__Records for the task__:
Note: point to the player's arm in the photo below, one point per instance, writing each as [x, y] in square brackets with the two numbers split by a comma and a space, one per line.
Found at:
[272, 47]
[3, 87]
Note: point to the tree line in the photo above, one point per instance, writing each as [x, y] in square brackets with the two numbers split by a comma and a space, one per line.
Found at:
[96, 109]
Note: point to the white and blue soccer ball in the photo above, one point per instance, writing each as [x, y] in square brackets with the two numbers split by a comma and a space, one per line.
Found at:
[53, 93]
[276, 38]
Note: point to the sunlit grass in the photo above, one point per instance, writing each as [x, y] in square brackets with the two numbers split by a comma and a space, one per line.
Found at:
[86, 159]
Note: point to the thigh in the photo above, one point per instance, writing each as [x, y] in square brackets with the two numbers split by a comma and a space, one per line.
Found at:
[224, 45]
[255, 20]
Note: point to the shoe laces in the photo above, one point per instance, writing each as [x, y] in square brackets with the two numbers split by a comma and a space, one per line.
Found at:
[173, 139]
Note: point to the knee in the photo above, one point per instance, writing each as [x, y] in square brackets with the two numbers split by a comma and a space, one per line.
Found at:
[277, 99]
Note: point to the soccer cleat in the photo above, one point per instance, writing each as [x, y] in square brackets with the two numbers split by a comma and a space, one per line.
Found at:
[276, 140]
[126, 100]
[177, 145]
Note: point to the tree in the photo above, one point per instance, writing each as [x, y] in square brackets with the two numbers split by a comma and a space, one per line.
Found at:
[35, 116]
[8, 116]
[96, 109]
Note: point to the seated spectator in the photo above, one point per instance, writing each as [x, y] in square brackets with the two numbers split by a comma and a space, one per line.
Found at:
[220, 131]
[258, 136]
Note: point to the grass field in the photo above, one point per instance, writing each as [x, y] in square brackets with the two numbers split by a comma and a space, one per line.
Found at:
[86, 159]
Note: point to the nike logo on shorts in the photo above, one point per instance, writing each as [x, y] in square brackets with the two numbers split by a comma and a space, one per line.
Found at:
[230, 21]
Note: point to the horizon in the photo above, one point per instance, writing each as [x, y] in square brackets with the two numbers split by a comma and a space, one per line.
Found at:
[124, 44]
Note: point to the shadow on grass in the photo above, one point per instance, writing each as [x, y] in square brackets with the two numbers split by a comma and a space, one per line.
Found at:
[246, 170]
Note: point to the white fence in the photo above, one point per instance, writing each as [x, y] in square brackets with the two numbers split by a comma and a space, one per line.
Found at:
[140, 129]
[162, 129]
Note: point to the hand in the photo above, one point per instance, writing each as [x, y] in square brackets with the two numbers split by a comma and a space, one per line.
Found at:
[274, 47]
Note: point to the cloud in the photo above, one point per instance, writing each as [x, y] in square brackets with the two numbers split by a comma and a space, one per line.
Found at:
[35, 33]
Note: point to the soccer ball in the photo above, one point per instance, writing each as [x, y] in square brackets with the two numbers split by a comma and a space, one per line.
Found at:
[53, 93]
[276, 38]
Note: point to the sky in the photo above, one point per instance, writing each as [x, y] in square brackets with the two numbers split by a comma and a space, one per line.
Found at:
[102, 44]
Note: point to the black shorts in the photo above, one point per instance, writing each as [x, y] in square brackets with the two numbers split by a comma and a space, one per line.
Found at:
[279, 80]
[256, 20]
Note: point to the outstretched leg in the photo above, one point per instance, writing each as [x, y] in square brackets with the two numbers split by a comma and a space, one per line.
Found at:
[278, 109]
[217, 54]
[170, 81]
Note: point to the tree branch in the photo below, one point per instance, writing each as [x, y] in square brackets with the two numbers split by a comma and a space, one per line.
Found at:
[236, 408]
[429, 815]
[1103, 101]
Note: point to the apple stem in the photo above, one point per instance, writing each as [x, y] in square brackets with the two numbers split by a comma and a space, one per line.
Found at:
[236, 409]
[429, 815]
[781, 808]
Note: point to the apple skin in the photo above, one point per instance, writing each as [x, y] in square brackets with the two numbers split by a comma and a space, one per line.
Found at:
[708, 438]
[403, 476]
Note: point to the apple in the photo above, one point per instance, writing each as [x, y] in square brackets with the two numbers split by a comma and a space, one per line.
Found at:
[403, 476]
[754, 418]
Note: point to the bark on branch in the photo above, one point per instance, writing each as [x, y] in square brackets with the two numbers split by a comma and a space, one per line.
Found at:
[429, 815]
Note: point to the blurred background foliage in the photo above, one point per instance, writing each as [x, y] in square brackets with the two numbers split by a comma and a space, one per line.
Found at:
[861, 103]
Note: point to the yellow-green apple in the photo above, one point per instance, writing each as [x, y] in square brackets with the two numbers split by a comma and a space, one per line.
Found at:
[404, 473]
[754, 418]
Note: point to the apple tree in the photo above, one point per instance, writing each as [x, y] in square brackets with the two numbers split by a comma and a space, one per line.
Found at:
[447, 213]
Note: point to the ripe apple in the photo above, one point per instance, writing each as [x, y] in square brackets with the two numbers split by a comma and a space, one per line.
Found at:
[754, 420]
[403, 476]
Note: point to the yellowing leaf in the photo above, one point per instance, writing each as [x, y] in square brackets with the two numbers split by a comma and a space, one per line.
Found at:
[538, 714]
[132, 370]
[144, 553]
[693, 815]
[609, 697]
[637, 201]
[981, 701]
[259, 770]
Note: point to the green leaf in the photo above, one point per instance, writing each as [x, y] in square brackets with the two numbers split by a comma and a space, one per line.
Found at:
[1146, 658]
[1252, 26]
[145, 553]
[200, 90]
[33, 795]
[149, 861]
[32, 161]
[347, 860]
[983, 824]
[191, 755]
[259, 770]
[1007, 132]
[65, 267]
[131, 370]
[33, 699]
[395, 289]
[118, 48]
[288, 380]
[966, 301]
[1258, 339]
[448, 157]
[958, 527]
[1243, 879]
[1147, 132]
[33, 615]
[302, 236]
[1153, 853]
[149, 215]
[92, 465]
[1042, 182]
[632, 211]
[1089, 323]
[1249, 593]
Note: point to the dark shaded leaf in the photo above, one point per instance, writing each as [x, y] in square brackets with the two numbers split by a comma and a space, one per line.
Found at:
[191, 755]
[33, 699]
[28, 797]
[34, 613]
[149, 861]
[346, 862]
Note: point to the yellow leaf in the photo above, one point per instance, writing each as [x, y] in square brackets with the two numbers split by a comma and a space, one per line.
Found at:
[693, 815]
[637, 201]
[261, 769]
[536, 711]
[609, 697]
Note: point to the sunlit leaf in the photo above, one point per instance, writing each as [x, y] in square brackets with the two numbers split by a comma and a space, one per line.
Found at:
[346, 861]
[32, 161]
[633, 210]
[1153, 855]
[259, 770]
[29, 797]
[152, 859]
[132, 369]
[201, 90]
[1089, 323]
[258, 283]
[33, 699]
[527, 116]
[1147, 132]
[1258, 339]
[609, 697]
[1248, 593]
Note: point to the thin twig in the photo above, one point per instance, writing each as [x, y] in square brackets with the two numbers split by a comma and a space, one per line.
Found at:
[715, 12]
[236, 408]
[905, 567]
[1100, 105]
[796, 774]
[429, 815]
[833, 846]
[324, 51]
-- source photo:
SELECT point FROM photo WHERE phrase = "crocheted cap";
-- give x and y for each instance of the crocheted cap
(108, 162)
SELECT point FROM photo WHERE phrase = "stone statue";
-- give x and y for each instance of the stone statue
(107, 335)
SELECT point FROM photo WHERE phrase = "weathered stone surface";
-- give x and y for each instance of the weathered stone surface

__Required work__: Please repeat the material above, word for word and in full.

__The completed task__:
Note: point to the player's arm in the photo below, one point per instance, writing each as [x, y] in square brackets with the two numbers split by a comma and a space, one per line.
Found at:
[272, 47]
[3, 87]
Note: point to the tree line in the photo above, one point per instance, writing each as [x, y] in square brackets with the two numbers split by a comma and a space, one per line.
Found at:
[96, 109]
Note: point to the white and blue soccer ball in the photo above, one point per instance, writing each as [x, y] in square brackets with the two numbers split by a comma and a space, one per line.
Found at:
[53, 93]
[276, 38]
Note: point to the sunlit grass in the photo above, one point per instance, writing each as [x, y] in square brackets with the two numbers split by a comma and a space, one per line.
Found at:
[86, 159]
Note: point to the thigh in the photo above, one point per instance, writing each as [x, y] in square brackets with the two numbers split by a comma and a space, one per line.
Found at:
[224, 45]
[255, 20]
Note: point to the shoe laces in the photo above, one point per instance, writing each as [x, y] in square brackets with the two numbers split by a comma and a space, one per line.
Found at:
[173, 139]
Note: point to the knee in the photo above, one point per instance, writing each as [x, y] in square brackets with the two numbers split by a comma and a space, one per line.
Found at:
[277, 99]
Note: point to the soccer cleat in the photo above, one point per instance, writing each as [x, y] in square brackets with the two numbers split by a comma and a space, one per line.
Found at:
[276, 140]
[126, 100]
[177, 145]
Note: point to the tree in the photo above, one point per instance, writing each as [x, y] in square brackets with the two numbers split by a comma and a space, one per line.
Found at:
[35, 116]
[8, 116]
[96, 109]
Note: point to the seated spectator in the photo above, one point per instance, writing each as [x, y] in square brackets with the two numbers split by a comma and a space, one per line.
Found at:
[220, 131]
[258, 136]
Note: point to the grass field in the photo above, one point per instance, writing each as [x, y] in square brackets with the two numbers split by a comma and a space, one per line.
Found at:
[86, 159]
Note: point to the nike logo on shorts in the photo above, one point per instance, writing each as [x, y] in square brackets with the two numbers split by a comma and a space, one per line.
Found at:
[230, 21]
Note: point to the horizon in the photo above, one point per instance, writing each as [x, y] in square brackets with the two numbers split by a comma and a space, one per line.
Found at:
[124, 44]
Note: point to the shadow on grass in the photo above, one point per instance, writing each as [x, y] in square brackets with the two numbers split by a comma and a space, one per line.
Found at:
[246, 170]
Note: point to the white fence in the photo above, one point per instance, writing each as [x, y] in square brackets with the two numbers split by a comma and a space, one per line.
Found at:
[140, 129]
[162, 129]
Note: point to the hand in the photo above, one point per instance, writing each as [x, y] in square brackets with the two numbers split by a comma and a space, one per line.
Found at:
[274, 47]
Note: point to the cloud in the photo above, one point per instance, writing each as [x, y] in square brackets with the two numbers split by a comma and a space, one per line.
Found at:
[35, 33]
Note: point to the soccer ball in the photo above, one point per instance, writing each as [x, y] in square brackets with the two numbers split by a comma and a space, one per line.
Found at:
[53, 93]
[276, 38]
Note: point to the sky in the photo above, one point per instance, writing each as [x, y] in square brackets with the two numbers split by a comma and a space, one per line.
Found at:
[102, 44]
Note: point to the black shorts in the photo above, one point per instance, writing each as [x, y] in square brackets with the two numbers split by a comma and a space, one per line.
Found at:
[279, 80]
[256, 20]
Note: point to the outstretched leg in the photo above, one point per instance, writing each as [x, y] in square brackets with the two numbers split by a comma and a space, one per line.
Found at:
[278, 109]
[217, 54]
[170, 81]
Note: point to the tree branch in the photo below, one point per instance, writing each as [x, y] in square brackets with the two numbers split by a comma and a space, one per line.
Found at:
[236, 408]
[429, 815]
[1103, 101]
Note: point to the apple stem in the photo above, one point per instance, writing each as [x, y] in square brackets with the two numbers split by a comma and a space, one per line.
Found at:
[236, 409]
[429, 815]
[781, 808]
Note: point to the apple skin in the photo above, one point per instance, writing each as [x, y] in square brackets with the two numbers split by a comma and a space, one per line.
Found at:
[708, 438]
[403, 476]
Note: point to the apple in the photo above, one point per instance, writing each as [x, y] in square brackets with the two numbers split by a comma and a space, one per line.
Found at:
[403, 476]
[754, 418]
Note: point to the bark on branch in the photo above, one point per instance, writing each as [x, y] in square brackets with the two numbers split by a comma and a space, one per line.
Found at:
[429, 815]
Note: point to the blurred background foliage in the photo above, one point per instance, writing each as [x, y] in square brackets with the two numbers split by a comma and a space, one per line.
Found at:
[861, 103]
Note: point to the yellow-green apple in the photo above, one point per instance, writing each as [x, y] in square brackets with the two numbers split by a comma and a space, one per line.
Found at:
[404, 473]
[754, 418]
Note: point to the apple tree in the photo above, one point per instance, writing each as [x, y] in square brackets with the two numbers split by a comma and a space, one per line.
Found at:
[447, 213]
Note: point to the ripe apple in the photo above, one point per instance, writing each as [x, y] in square brackets with the two numbers split by a comma and a space, one per line.
Found at:
[754, 420]
[403, 476]
Note: point to the yellowing leaf in the photo above, one point per instance, writing each as [x, y] in square brackets with the two numbers split by a comma and a space, one per line.
Found at:
[538, 714]
[132, 370]
[144, 553]
[693, 815]
[609, 697]
[637, 201]
[981, 701]
[259, 770]
Note: point to the green leaf in the photo above, one point per instance, writing each as [x, y] in square brackets with the two numbers split by a comma and a space, one per line.
Found at:
[1146, 658]
[1252, 26]
[145, 553]
[200, 90]
[33, 795]
[149, 861]
[32, 161]
[347, 860]
[983, 824]
[191, 755]
[259, 770]
[1007, 132]
[65, 267]
[131, 370]
[33, 699]
[395, 289]
[118, 48]
[288, 380]
[966, 301]
[1258, 339]
[448, 157]
[958, 527]
[1243, 879]
[1147, 132]
[33, 615]
[302, 236]
[1153, 853]
[149, 215]
[92, 465]
[1042, 182]
[632, 211]
[1089, 323]
[1249, 593]
Note: point to the dark shaded leaf in the photo above, one point per instance, writing each as [x, y] in square brackets with the two numbers split by a comma and a space, one per line.
Found at:
[191, 755]
[33, 699]
[28, 797]
[34, 613]
[149, 861]
[346, 862]
Note: point to the yellow leaf in the photo above, one point per instance, writing each as [x, y] in square brackets with the two numbers split by a comma and a space, one per line.
Found at:
[693, 815]
[637, 201]
[261, 769]
[536, 711]
[609, 697]
Note: point to the sunlit leaf in the photo above, one point per instance, writing each as [x, y] in square brackets with the two numbers split by a comma and a space, one per line.
Found at:
[346, 861]
[32, 161]
[633, 210]
[1153, 855]
[259, 770]
[29, 797]
[152, 859]
[132, 369]
[201, 90]
[1089, 323]
[258, 283]
[33, 699]
[527, 116]
[1147, 132]
[1258, 339]
[609, 697]
[1248, 593]
Note: point to the thin twig in the photo above, one point per instance, writing each as [x, y] in square brackets with the two numbers split by a comma and a space, one per line.
Found at:
[715, 12]
[236, 408]
[905, 567]
[1100, 105]
[796, 774]
[429, 815]
[833, 846]
[324, 51]
-- source photo:
SELECT point FROM photo WHERE phrase = "crocheted cap";
-- give x and y for each instance of the crocheted cap
(108, 162)
SELECT point FROM photo WHERE phrase = "stone statue";
-- give x and y for each instance of the stone statue
(107, 335)
SELECT point FROM photo WHERE phrase = "weathered stone surface";
-- give x and y for each instance of the weathered stone surface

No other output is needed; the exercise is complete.